-- BEGIN MATERIAL TO PROCESS --

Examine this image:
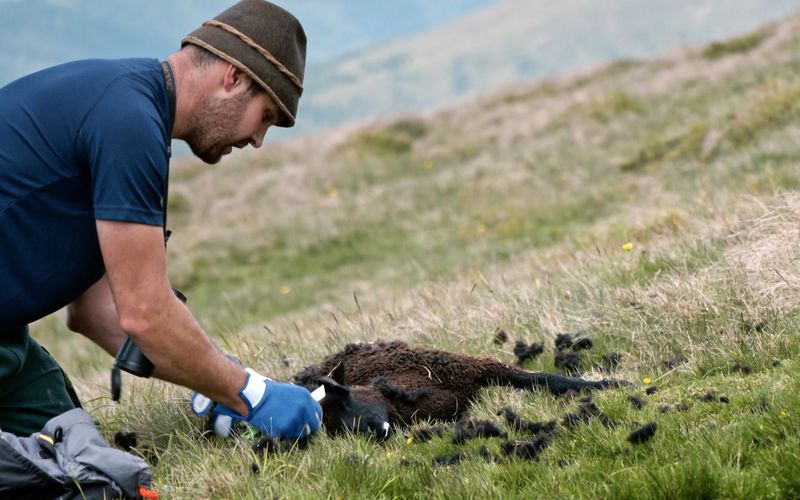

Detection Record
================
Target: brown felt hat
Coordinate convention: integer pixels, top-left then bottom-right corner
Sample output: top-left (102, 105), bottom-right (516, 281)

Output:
top-left (181, 0), bottom-right (306, 127)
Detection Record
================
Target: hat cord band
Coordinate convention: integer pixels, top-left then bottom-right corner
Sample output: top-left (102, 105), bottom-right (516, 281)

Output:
top-left (203, 19), bottom-right (303, 90)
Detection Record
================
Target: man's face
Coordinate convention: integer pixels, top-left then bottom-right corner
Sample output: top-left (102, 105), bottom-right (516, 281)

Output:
top-left (185, 86), bottom-right (278, 164)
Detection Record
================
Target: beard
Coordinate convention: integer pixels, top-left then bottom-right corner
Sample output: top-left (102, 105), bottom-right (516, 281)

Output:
top-left (184, 94), bottom-right (247, 165)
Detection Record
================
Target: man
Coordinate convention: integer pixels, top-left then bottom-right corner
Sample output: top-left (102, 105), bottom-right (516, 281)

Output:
top-left (0, 0), bottom-right (322, 439)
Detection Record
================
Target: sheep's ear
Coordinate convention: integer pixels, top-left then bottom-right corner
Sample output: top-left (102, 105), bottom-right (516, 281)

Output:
top-left (319, 377), bottom-right (350, 403)
top-left (328, 361), bottom-right (347, 385)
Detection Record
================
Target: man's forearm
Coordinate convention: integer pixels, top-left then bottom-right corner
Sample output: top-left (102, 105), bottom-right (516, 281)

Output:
top-left (127, 296), bottom-right (247, 414)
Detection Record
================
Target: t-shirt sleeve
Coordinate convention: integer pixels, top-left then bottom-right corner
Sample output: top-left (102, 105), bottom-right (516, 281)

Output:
top-left (81, 80), bottom-right (168, 226)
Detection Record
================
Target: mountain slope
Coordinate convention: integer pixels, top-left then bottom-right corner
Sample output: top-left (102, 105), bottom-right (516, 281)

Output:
top-left (301, 0), bottom-right (800, 135)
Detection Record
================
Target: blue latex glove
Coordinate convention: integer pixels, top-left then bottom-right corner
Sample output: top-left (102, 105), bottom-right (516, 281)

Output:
top-left (192, 369), bottom-right (322, 440)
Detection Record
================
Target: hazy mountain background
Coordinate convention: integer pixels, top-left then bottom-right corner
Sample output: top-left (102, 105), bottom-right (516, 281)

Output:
top-left (0, 0), bottom-right (800, 140)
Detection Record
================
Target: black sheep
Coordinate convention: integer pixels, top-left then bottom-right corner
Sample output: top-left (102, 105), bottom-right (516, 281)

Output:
top-left (295, 342), bottom-right (618, 439)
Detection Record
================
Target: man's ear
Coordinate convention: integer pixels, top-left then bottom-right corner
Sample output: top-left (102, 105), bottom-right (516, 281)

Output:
top-left (222, 63), bottom-right (250, 92)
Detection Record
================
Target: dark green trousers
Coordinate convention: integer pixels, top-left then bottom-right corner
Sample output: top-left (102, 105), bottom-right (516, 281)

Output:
top-left (0, 327), bottom-right (81, 436)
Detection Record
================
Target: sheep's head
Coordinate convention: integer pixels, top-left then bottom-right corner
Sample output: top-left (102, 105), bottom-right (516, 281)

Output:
top-left (320, 364), bottom-right (391, 442)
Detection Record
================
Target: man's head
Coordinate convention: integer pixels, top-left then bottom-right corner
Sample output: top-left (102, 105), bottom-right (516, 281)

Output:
top-left (181, 0), bottom-right (306, 163)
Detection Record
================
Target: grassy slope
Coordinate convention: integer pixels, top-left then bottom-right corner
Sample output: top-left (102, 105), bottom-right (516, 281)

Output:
top-left (36, 13), bottom-right (800, 498)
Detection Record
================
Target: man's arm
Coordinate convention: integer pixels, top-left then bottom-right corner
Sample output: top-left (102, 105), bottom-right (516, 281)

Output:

-- END MATERIAL TO PROCESS --

» **PROBLEM DESCRIPTION**: Switch every "Detection Record" in the lines above to "Localization Record" and give all the lines again with nothing else changed. Leave out the pictures.

» **ANSWER IN FULL**:
Examine this image:

Localization Record
================
Target: brown felt hat
Coordinate convention: integer pixels, top-left then bottom-right corner
Sample output: top-left (102, 105), bottom-right (516, 281)

Output:
top-left (181, 0), bottom-right (306, 127)
Localization Record
================
Target: hat cord band
Coordinate convention: integer pixels, top-left then bottom-right corner
Sample output: top-left (102, 105), bottom-right (516, 281)

Output:
top-left (203, 19), bottom-right (303, 90)
Localization Record
================
Target: man's face
Coordinate convention: integer pixels, top-left then bottom-right corner
Sample output: top-left (102, 105), bottom-right (516, 281)

Output:
top-left (185, 86), bottom-right (278, 164)
Localization Record
================
Target: beard
Coordinate convention: integer pixels, top-left then bottom-right corner
Sample output: top-left (102, 105), bottom-right (516, 281)

Output:
top-left (184, 94), bottom-right (247, 165)
Localization Record
================
Target: man
Coordinate convention: integer pixels, top-left then bottom-right corner
Sample output: top-left (102, 105), bottom-right (516, 281)

Output:
top-left (0, 0), bottom-right (322, 439)
Localization Record
================
Target: sheep's ear
Coordinate convention: integer pixels, top-left then bottom-right corner
Sample output: top-left (102, 105), bottom-right (516, 281)

Output:
top-left (319, 377), bottom-right (350, 403)
top-left (328, 361), bottom-right (347, 385)
Localization Record
================
Target: man's forearm
Coordinate convention: integer pixels, top-left then bottom-right corner
Sample output: top-left (102, 105), bottom-right (516, 281)

Output:
top-left (127, 296), bottom-right (247, 414)
Localization Record
================
Target: t-shirt sleeve
Coordinate convention: integer pixels, top-left then bottom-right corner
Sample output: top-left (102, 105), bottom-right (516, 281)

Output:
top-left (81, 80), bottom-right (168, 226)
Localization Record
================
Target: mountain slope
Coordinate convention: integer pixels, top-left then bottom-right corner
Sample output: top-left (102, 105), bottom-right (516, 281)

Output:
top-left (301, 0), bottom-right (800, 135)
Localization Record
================
Target: blue latex glove
Coordinate convention: integer pixels, top-left then bottom-right corner
Sample output: top-left (102, 105), bottom-right (516, 281)

Output:
top-left (192, 369), bottom-right (322, 440)
Localization Record
================
Target: hazy mountain background
Coordinate convention: integer pixels, top-left then bottom-right corner
Sample output: top-left (102, 105), bottom-right (516, 281)

Output:
top-left (0, 0), bottom-right (800, 140)
Localization Record
================
Target: black sheep
Coordinate convention: integer pixels, top-left then bottom-right corner
Sample output: top-left (102, 105), bottom-right (516, 281)

Output:
top-left (295, 342), bottom-right (618, 439)
Localization Record
================
Target: man's ear
Coordinate convention: integer pixels, top-left then bottom-right corner
Sample output: top-left (102, 105), bottom-right (516, 281)

Output:
top-left (222, 63), bottom-right (250, 92)
Localization Record
================
Target: dark green trousers
Coordinate convention: integer pixels, top-left then bottom-right corner
Sample output: top-left (102, 105), bottom-right (516, 281)

Output:
top-left (0, 327), bottom-right (81, 436)
Localization Record
================
Target: sheep's head
Coordinate convention: integer pixels, top-left then bottom-right corner
Sample output: top-left (102, 105), bottom-right (516, 281)

Output:
top-left (320, 364), bottom-right (391, 442)
Localization Record
================
Target: man's head
Coordinate convention: integer pixels, top-left then bottom-right corner
Sample output: top-left (102, 105), bottom-right (516, 281)

Output:
top-left (181, 0), bottom-right (306, 163)
Localization Record
================
Target: grassy slope
Coordinate convention: integer pixels, top-left then bottom-right corner
Sample output: top-left (102, 105), bottom-right (516, 281)

Output:
top-left (36, 13), bottom-right (800, 498)
Localization Record
================
Target: man's arm
Coordinate convention: integer pixels, top-left then bottom-right corner
Sample output: top-left (102, 105), bottom-right (516, 281)

Output:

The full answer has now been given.